**Tarefas a fazer:**
- 1) Responda às perguntas abaixo com base no texto sobre as listas telefônicas:
(a) Qual é o número da resolução da Anatel cuja suspensão o projeto propõe?
(b) Qual lei estabeleceu o privilégio das concessionárias na edição e distribuição de listas telefônicas?
(c) Qual comissão vai analisar o projeto?
- 2) Por favor, copie sem alterações o trecho do texto sobre as listas telefônicas que se inicia com as palavras "O projeto susta" e se encerra com "redução das tarifas.".

**Texto apresentado:**
+++++

A Câmara está analisando proposta de suspensão da Resolução 345/03 da Anatel, que define normas para o fornecimento de lista telefônica pelas concessionárias de serviços públicos de telecomunicações. A suspensão está prevista no Projeto de Decreto Legislativo 734/03, de autoria do deputado Colombo (PT-PR).
O projeto susta os efeitos da proibição de as concessionárias veicularem marca e realizarem contratos com empresas de editorias para a divulgação do cadastro de assinantes. A Lei 6874/80, que estabeleceu o privilégio das concessionárias na edição e distribuição de listas telefônicas, impediu, entretanto, a exploração direta da atividade pelas empresas de telefonia. A lei determina que as companhias telefônicas devem contratar outras empresas para a execução do serviço. Essas empresas, então, pagam royalties pela exploração da atividade. Os recursos são contabilizados como receita operacional e devem ser aplicados em benefício dos usuários, com reflexos na redução das tarifas.
PODER EXORBITANTE
O texto da lei, segundo Colombo, não permite concluir que as concessionárias estejam impedidas de editar as listas pela forma tradicional. A nova lei, em sua opinião, apenas extinguiu o privilégio das concessionárias na exploração do serviço de listas telefônicas. A proibição da resolução da Anatel, portanto, estaria contrariando o princípio da livre iniciativa e da liberdade de contratar. O deputado ainda argumenta que a Anatel exorbita seu poder regulador ao disciplinar a publicação das listas telefônicas pela editoras.
A Anatel, em sua opinião, estabelece uma restrição que não consta de nenhum dispositivo da Lei Geral de Telecomunicações (LGT) quando proíbe as concessionários de obterem receitas alternativas. Colombo acredita que os abusos eventualmente cometidos não se resolvem com a mera proibição, que restringe a liberdade de contrato e informação aos usuários. Ele defende que sejam estabelecidas normas de procedimentos para que os futuros prejudicados prestadoras, editoras ou usuários possam recorrer do contrato. Os eventuais prejuízos, de acordo com o deputado, seriam reclamados utilizando-se a legislação já existente, sobretudo o Código de Defesa do Consumidor.
O projeto está aguardando a designação de relator para ser analisado pela Comissão de Constituição e Justiça e de Redação.

+++++

**Registros extraídos:**
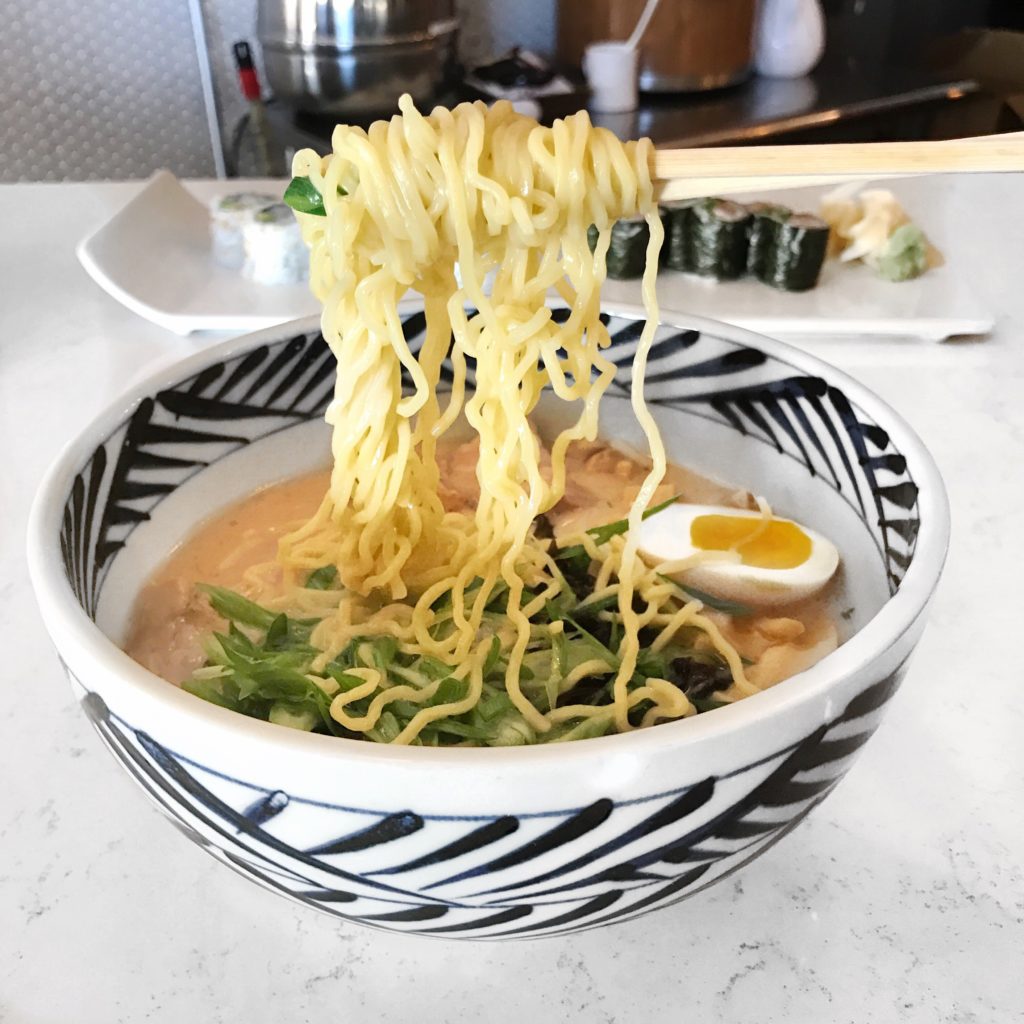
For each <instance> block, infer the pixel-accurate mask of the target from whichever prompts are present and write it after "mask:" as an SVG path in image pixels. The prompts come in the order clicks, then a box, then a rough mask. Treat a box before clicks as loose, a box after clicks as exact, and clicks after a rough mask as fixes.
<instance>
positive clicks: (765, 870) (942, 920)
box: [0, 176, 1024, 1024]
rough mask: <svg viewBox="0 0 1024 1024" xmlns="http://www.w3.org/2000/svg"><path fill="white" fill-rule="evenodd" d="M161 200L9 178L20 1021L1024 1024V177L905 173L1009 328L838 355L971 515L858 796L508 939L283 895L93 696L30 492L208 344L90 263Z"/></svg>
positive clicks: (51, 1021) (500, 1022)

+++++

**Respostas das tarefas:**
- 1)
(a) Resolução 345/03.
(b) Lei 6874/80.
(c) Comissão de Constituição e Justiça e de Redação.

- 2)
O projeto susta os efeitos da proibição de as concessionárias veicularem marca e realizarem contratos com empresas de editorias para a divulgação do cadastro de assinantes. A Lei 6874/80, que estabeleceu o privilégio das concessionárias na edição e distribuição de listas telefônicas, impediu, entretanto, a exploração direta da atividade pelas empresas de telefonia. A lei determina que as companhias telefônicas devem contratar outras empresas para a execução do serviço. Essas empresas, então, pagam royalties pela exploração da atividade. Os recursos são contabilizados como receita operacional e devem ser aplicados em benefício dos usuários, com reflexos na redução das tarifas.